[Stored data entries]

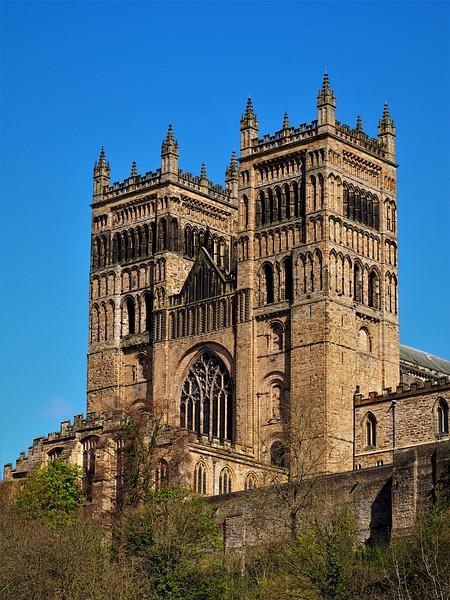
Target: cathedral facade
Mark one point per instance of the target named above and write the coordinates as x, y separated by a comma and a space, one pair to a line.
259, 319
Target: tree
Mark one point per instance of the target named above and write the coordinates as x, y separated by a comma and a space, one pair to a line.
52, 493
174, 540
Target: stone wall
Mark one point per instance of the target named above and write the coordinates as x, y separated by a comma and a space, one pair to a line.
385, 500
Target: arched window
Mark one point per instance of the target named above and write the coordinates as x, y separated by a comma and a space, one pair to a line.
89, 445
200, 478
174, 235
278, 454
442, 414
148, 299
116, 248
188, 249
162, 235
130, 244
54, 454
277, 337
358, 283
260, 210
206, 399
225, 481
268, 283
251, 482
287, 272
128, 317
371, 431
374, 290
161, 474
364, 343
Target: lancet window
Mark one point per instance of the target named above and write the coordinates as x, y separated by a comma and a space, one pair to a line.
371, 431
206, 405
200, 478
225, 481
442, 414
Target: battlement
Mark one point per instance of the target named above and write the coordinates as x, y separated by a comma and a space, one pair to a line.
359, 138
285, 136
132, 184
200, 184
136, 183
305, 131
404, 390
68, 431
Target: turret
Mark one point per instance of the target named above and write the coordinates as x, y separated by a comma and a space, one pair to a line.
203, 179
326, 106
169, 157
249, 128
232, 177
386, 133
102, 174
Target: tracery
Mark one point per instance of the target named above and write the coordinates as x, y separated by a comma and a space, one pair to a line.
206, 398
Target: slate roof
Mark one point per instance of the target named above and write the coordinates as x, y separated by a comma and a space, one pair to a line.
424, 359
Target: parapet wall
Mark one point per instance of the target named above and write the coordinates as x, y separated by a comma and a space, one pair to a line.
385, 501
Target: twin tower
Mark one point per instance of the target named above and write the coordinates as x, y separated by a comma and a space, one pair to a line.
248, 316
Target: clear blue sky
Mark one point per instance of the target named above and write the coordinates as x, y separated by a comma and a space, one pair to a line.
79, 75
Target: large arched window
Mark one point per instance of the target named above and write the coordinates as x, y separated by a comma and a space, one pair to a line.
268, 283
129, 325
278, 454
89, 445
371, 431
200, 478
161, 474
251, 482
442, 414
206, 399
225, 481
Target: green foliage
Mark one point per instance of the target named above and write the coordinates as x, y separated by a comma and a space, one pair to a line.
139, 456
52, 493
175, 541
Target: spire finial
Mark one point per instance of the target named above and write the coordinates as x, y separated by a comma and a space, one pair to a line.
249, 112
102, 159
359, 123
386, 119
169, 137
326, 84
233, 169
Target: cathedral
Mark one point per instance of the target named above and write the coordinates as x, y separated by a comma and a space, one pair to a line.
258, 322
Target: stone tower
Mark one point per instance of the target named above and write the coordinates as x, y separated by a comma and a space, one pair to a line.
317, 252
249, 316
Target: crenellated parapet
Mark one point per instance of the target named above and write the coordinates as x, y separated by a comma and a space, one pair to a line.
404, 391
285, 136
142, 183
60, 443
357, 137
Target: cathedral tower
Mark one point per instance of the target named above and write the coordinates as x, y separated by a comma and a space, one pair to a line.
317, 249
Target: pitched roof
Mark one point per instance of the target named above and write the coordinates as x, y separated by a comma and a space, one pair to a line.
425, 360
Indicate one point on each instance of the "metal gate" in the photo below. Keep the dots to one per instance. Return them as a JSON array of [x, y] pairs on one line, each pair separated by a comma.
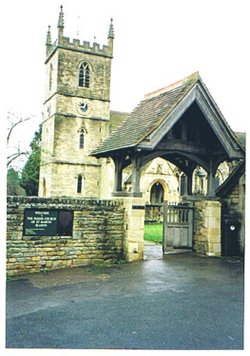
[[177, 226]]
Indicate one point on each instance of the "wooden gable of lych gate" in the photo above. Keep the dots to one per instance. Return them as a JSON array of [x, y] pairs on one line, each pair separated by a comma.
[[197, 122], [180, 123]]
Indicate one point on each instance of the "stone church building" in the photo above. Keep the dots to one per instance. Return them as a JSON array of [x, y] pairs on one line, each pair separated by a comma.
[[77, 119]]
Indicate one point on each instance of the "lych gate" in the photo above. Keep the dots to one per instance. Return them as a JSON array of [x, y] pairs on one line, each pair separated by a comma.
[[182, 124]]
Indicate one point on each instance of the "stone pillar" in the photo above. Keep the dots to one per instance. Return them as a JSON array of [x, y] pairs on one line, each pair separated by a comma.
[[133, 243], [136, 174], [118, 176], [207, 228]]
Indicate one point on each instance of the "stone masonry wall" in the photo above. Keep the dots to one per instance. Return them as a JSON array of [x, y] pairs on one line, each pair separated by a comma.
[[97, 235], [207, 228], [233, 207]]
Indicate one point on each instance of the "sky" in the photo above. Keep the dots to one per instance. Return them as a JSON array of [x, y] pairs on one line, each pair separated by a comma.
[[157, 42]]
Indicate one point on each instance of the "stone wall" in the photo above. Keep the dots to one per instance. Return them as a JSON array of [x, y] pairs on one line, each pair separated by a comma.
[[233, 207], [97, 235]]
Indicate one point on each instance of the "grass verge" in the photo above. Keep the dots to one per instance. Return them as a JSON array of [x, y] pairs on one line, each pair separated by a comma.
[[153, 232]]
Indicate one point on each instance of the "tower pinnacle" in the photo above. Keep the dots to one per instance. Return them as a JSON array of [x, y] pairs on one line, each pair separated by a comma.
[[48, 41], [60, 24], [111, 30], [111, 36]]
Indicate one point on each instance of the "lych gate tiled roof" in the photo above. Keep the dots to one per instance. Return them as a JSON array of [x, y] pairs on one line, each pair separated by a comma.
[[147, 116]]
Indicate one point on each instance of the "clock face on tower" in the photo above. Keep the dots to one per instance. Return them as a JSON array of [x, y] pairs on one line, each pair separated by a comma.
[[83, 107]]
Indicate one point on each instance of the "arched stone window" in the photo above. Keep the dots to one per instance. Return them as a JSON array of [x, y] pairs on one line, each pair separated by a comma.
[[79, 184], [84, 75]]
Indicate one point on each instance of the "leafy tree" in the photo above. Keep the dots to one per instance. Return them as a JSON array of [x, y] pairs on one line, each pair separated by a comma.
[[13, 183], [30, 172]]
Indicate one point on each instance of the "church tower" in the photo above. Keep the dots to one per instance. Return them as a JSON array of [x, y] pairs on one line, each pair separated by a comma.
[[76, 114]]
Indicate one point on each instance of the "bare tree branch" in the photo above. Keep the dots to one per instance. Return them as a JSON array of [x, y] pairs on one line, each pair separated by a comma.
[[15, 124]]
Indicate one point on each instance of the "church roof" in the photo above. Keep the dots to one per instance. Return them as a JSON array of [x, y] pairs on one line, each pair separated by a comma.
[[159, 111], [147, 115]]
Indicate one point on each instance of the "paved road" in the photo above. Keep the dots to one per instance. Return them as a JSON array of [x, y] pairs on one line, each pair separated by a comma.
[[179, 302]]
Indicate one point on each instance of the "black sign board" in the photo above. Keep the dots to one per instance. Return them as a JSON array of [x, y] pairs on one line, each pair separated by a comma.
[[47, 222]]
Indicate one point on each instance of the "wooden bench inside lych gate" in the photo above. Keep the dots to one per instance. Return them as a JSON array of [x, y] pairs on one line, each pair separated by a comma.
[[177, 226]]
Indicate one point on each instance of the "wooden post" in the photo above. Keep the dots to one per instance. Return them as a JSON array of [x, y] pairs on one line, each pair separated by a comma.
[[136, 174]]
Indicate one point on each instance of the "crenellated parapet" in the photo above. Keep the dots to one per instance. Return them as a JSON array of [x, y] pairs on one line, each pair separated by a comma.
[[76, 44]]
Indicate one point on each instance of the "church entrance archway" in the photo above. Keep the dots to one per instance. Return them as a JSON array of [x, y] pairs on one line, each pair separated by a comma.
[[157, 193]]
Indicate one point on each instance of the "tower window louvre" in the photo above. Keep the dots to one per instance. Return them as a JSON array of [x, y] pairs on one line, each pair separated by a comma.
[[81, 140], [84, 75], [79, 184]]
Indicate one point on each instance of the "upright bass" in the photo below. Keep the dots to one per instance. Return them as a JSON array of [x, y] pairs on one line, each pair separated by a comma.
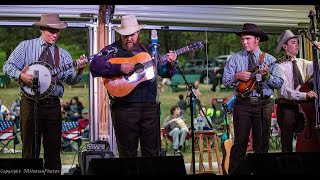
[[309, 139]]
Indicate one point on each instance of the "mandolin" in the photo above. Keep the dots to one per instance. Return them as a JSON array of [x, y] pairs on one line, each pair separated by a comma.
[[246, 87], [143, 70], [228, 142]]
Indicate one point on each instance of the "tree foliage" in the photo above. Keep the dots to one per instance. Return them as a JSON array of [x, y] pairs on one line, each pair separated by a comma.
[[75, 40]]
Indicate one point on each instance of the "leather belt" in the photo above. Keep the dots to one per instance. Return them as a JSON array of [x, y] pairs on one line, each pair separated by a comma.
[[287, 101], [48, 99], [253, 99]]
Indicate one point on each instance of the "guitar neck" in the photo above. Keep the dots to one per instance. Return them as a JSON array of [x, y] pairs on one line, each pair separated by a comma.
[[177, 52], [58, 70]]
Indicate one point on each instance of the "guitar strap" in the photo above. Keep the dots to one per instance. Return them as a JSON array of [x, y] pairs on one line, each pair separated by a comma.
[[144, 47], [261, 58], [56, 56]]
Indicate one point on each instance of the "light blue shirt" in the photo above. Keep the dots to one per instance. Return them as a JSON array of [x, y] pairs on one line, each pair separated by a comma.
[[28, 52], [239, 62]]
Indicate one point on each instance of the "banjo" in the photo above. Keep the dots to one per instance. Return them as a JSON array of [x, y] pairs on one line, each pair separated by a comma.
[[46, 82]]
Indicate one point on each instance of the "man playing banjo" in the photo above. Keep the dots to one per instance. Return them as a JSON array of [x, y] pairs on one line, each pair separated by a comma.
[[40, 56]]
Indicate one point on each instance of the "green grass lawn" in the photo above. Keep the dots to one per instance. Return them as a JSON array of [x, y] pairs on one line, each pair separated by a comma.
[[167, 99]]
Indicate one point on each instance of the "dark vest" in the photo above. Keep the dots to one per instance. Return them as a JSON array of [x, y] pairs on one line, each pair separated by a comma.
[[145, 91]]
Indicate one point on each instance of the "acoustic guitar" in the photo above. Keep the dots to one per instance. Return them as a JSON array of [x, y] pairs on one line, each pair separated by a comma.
[[143, 70]]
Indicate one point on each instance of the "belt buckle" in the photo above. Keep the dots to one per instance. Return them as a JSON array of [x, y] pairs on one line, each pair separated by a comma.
[[254, 99]]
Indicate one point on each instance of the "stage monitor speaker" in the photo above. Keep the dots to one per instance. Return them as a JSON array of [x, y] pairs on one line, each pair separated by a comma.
[[296, 163], [140, 166], [86, 157], [19, 166]]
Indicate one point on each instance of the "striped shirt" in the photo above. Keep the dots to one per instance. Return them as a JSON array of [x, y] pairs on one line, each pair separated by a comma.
[[287, 90], [239, 62], [28, 52]]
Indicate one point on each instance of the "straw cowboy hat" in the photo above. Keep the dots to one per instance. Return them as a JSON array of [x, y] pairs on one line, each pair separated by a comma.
[[283, 38], [51, 21], [253, 29], [129, 25]]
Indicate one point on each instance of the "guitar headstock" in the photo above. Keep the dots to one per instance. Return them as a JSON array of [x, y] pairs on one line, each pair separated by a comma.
[[196, 45]]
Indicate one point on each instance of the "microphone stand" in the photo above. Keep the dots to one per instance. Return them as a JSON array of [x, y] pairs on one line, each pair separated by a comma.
[[260, 90], [192, 96], [35, 88]]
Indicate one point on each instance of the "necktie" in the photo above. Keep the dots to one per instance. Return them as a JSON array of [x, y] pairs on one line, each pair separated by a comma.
[[297, 78], [46, 56], [251, 62]]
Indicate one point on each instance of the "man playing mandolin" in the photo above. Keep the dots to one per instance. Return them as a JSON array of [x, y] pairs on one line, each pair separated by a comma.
[[135, 115], [290, 117], [42, 52], [239, 70]]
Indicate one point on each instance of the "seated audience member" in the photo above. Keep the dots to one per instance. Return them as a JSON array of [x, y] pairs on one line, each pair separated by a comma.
[[176, 127], [200, 122], [73, 109], [84, 123]]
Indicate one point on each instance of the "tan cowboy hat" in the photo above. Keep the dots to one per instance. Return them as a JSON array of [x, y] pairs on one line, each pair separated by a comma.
[[284, 37], [253, 29], [129, 25], [52, 21]]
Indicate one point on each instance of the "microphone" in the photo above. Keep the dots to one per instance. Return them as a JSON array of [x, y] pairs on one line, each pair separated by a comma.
[[154, 43], [105, 52], [258, 77]]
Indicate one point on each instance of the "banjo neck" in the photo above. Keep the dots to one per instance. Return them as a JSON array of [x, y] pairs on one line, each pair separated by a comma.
[[55, 71]]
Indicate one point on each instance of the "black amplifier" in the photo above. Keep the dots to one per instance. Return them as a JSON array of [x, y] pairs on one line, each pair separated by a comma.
[[86, 157]]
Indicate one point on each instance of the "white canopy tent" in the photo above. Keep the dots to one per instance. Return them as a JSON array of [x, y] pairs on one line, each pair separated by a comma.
[[215, 18]]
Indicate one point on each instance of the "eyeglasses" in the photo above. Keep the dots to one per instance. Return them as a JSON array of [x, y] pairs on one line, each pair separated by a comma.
[[52, 31]]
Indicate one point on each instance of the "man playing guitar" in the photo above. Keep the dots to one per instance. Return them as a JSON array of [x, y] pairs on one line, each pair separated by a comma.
[[135, 115]]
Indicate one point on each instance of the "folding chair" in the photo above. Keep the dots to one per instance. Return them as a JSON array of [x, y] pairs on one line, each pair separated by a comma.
[[7, 134], [71, 135], [167, 138]]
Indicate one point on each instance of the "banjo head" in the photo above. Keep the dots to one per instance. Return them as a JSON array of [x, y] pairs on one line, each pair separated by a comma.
[[45, 80]]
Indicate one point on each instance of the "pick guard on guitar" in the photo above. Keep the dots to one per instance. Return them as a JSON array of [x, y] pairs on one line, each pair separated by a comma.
[[144, 70]]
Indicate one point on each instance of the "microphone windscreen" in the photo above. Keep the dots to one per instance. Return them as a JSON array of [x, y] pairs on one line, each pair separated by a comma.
[[154, 34], [36, 74]]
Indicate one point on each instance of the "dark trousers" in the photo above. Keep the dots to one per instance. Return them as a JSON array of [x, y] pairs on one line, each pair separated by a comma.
[[290, 120], [133, 122], [247, 116], [49, 132]]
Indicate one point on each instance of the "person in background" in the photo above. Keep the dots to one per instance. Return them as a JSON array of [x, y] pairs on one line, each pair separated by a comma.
[[73, 109], [49, 124], [247, 110], [136, 115], [84, 123], [4, 112], [176, 127], [183, 105], [200, 122]]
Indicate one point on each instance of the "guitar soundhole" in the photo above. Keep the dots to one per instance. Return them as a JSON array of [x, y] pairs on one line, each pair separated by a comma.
[[138, 68]]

§ What the task requires
Each line from the first line of the data above through the one containing "Target: arched window" must be set down exactly; the pictures must not be.

§ Answer for the task
Target: cathedral facade
Mark one point per instance of the target named above and write the coordinates as x, y separated by a comma and a space, one pair to a line.
259, 319
Target: tree
Mark one point per instance of the target named above and write the coordinates as x, y separated by a comma and a space, one pair to a line.
52, 493
174, 540
Target: stone wall
Mark one point per instance of the target named above and write the coordinates as x, y separated by a comma and a space, one pair to a line.
385, 500
Target: arched window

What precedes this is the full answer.